--- Texto mostrado ---
El colegio humanista

Un par de siglos después, hacia los siglos XV y XVI tiene lugar una inflexión importante en esta institución. Hay que hacer frente a un ensanchamiento del espacio sideral (Copérnico) y del orbe (Colón, Magallanes), a una diversificación de las sociedades —es el primer contacto sistemático de los seres humanos con culturas realmente distantes— y surge una serie de instituciones que provocan una implosión del mundo universitario regido hasta entonces por el método escolástico y le aportan un extraordinario dinamismo. Una institución fundamental en este proceso es el colegio de humanidades. A partir de la segunda mitad del siglo xvi, la Compañía de Jesús desempeña en este movimiento cultural un papel sumamente relevante: en el mundo católico el colegio es, de manera emblemática, el colegio jesuita. Si bien los colegios existían ya en la Edad Media, habitualmente en forma de convictorios o residencias estudiantiles, en el siglo xvi se convierten en una institución distinta: un espacio que aspira a ser el polo de florecimiento de la cultura humanista que se encontraba en su momento de plenitud. El colegio renacentista no sólo está vinculado al nacimiento o la consolidación de las naciones, de los observatorios, de las misiones, de la mística como territorio propio —de Lubac y de Certeau han mostrado cómo en esta época la mística se convierte en un espacio específico para enfocar la relación con el cosmos—. El colegio de humanidades está marcado por la centralidad de los procesos de comunicación (que se expresan a través del auge de la retórica y de la figura tutelar de Cicerón), del desarrollo de la imprenta y la formación de los gabinetes de curiosidades, ancestros de los museos, y de las grandes bibliotecas. Tenemos un extraordinario ejemplo de esa atmósfera en el cartel que anuncia este vi Encuentro El Humanismo y las humanidades ilustrado por una imagen de la biblioteca del colegio jesuita de Praga. La biblioteca era con frecuencia el núcleo en torno al cual se articulaba la vida de los colegios.

La cultura del humanismo renacentista, que concedía una gran importancia a la exploración de los misterios del lenguaje, fue naturalmente un espacio privilegiado para el desarrollo del arte como el gran sistema planetario de comunicación.

En el ámbito de la cultura tridentina, en el que está inscrita la Nueva España, el colegio jesuita es un polo fundamental de la vida social: la exploración de los abismos cósmicos a través de la teología, las artes y la experiencia espiritual; la exploración del universo por medio del observatorio astronómico, las matemáticas, la filosofía y la historia natural; la exploración del orbe y sus habitantes gracias a los viajes de los misioneros naturalistas, etnólogos y cartógrafos; los experimentos tecnológicos realizados por los hermanos coadjutores que son arquitectos, ingenieros, agricultores, ganaderos, administradores.

--- Tareas ---
a: Responde estas preguntas sobre el texto del colegio humanista:
(i) ¿Qué orden tiene un papel muy relevante en este movimiento cultural a partir de la segunda mitad del siglo xvi?
(ii) ¿Qué imagen ilustra el cartel del vi Encuentro El Humanismo y las humanidades?
(iii) ¿Qué oficios tienen los hermanos coadjutores?
b: Sigue escribiendo el texto sobre el colegio humanista a partir de su último párrafo.

--- Registros mostrados ---
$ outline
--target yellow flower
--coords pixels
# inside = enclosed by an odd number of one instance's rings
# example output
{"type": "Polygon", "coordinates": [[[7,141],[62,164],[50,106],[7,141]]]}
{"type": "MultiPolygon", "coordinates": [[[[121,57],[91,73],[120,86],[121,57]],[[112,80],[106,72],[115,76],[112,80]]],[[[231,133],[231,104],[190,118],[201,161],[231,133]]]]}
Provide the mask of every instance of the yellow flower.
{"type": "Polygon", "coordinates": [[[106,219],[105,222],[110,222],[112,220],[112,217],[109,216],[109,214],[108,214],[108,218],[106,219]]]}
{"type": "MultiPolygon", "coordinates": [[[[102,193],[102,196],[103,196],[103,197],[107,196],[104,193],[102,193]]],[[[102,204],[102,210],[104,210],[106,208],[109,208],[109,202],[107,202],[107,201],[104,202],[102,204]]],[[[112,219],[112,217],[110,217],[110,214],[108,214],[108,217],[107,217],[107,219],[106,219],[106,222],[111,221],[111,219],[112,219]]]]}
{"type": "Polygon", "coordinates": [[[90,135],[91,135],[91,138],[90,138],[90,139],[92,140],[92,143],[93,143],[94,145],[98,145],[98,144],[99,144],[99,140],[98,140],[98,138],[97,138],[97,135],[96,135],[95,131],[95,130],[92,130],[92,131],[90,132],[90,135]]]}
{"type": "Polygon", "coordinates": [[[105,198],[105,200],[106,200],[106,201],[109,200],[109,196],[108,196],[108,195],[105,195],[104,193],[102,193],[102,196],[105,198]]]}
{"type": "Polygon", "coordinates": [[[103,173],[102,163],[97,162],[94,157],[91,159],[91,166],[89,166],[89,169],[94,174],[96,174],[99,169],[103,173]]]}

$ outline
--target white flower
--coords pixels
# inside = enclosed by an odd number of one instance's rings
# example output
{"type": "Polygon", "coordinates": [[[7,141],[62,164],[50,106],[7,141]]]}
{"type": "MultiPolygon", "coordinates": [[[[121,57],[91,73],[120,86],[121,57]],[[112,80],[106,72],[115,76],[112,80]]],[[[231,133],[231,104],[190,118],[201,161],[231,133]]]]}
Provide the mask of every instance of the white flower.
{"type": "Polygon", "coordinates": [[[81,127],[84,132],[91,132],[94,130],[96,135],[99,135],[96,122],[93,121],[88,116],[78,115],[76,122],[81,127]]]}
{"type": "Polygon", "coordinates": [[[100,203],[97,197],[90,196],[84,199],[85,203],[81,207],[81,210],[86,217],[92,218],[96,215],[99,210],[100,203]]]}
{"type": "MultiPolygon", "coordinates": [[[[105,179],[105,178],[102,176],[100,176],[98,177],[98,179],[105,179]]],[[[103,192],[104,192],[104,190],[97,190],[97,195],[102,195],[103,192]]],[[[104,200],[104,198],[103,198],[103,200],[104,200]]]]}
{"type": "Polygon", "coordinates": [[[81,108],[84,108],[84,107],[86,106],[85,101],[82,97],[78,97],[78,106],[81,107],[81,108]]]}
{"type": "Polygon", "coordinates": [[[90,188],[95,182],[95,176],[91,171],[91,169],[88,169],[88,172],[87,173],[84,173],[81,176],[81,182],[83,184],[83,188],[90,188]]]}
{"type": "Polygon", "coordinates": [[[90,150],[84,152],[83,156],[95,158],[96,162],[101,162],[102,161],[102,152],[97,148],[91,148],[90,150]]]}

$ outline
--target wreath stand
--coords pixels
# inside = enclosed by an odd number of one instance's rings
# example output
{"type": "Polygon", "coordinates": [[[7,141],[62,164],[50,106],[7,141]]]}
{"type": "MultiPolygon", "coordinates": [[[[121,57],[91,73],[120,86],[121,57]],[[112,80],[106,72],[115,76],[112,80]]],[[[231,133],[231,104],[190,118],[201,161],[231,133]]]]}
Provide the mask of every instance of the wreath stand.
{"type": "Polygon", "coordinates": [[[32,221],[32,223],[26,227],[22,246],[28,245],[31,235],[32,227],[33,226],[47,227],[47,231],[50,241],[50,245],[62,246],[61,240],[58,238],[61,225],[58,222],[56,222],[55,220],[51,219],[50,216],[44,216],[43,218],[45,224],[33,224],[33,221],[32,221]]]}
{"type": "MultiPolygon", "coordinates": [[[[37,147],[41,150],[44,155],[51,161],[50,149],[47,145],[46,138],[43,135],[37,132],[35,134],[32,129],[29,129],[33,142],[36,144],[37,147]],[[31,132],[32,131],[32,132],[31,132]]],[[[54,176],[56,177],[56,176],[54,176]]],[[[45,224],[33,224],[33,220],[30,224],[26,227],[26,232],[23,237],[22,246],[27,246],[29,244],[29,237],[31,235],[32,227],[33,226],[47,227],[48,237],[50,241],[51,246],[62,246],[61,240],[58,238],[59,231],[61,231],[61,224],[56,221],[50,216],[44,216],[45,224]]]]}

--- Respuestas esperadas ---
a:
(i) La Compañía de Jesús.
(ii) Una imagen de la biblioteca del colegio jesuita de Praga.
(iii) Son arquitectos, ingenieros, agricultores, ganaderos y administradores.

b:
Fecundada por el colegio, la universidad se convierte en una institución distinta de lo que era en la Edad Media. Ahora la universidad tiene que gestionar la heterogeneidad y la diversidad. Europa está ya escindida —entre el protestantismo y el mundo católico— y la universidad, además de explorar el universo, está obligada a consolidar instituciones como el Estado y a comunicar entre sí a individuos, pueblos y civilizaciones; ha adquirido funciones nuevas: debe aventurarse en los espacios de la vida interior y proponer dispositivos para el manejo de los afectos y de la sensibilidad.

Poco a poco la universidad, tanto en el mundo católico como en el protestante, va siendo desafiada y transformada por la cultura del humanismo y las instituciones que ella ha hecho surgir. El énfasis en las funciones formativas, distintas de las que se orientan a la capacitación para desempeñar un puesto, se hace explícito por el hecho que los colegios jesuitas no solían otorgar títulos, que el estudiante debía obtener presentando exámenes en una universidad externa.

En París, la topografía del barrio latino ilustra esta situación: al lado de La Sorbona medieval donde habían brillado Alberto Magno y Tomás de Aquino, el rey Francisco I fundó en el siglo XVI el Colegio de Francia para hacer contrapeso a la universidad y, en el predio prácticamente contiguo, se consolidó en tiempo de Luis XIV el colegio jesuita llamado en su honor Luis el Grande.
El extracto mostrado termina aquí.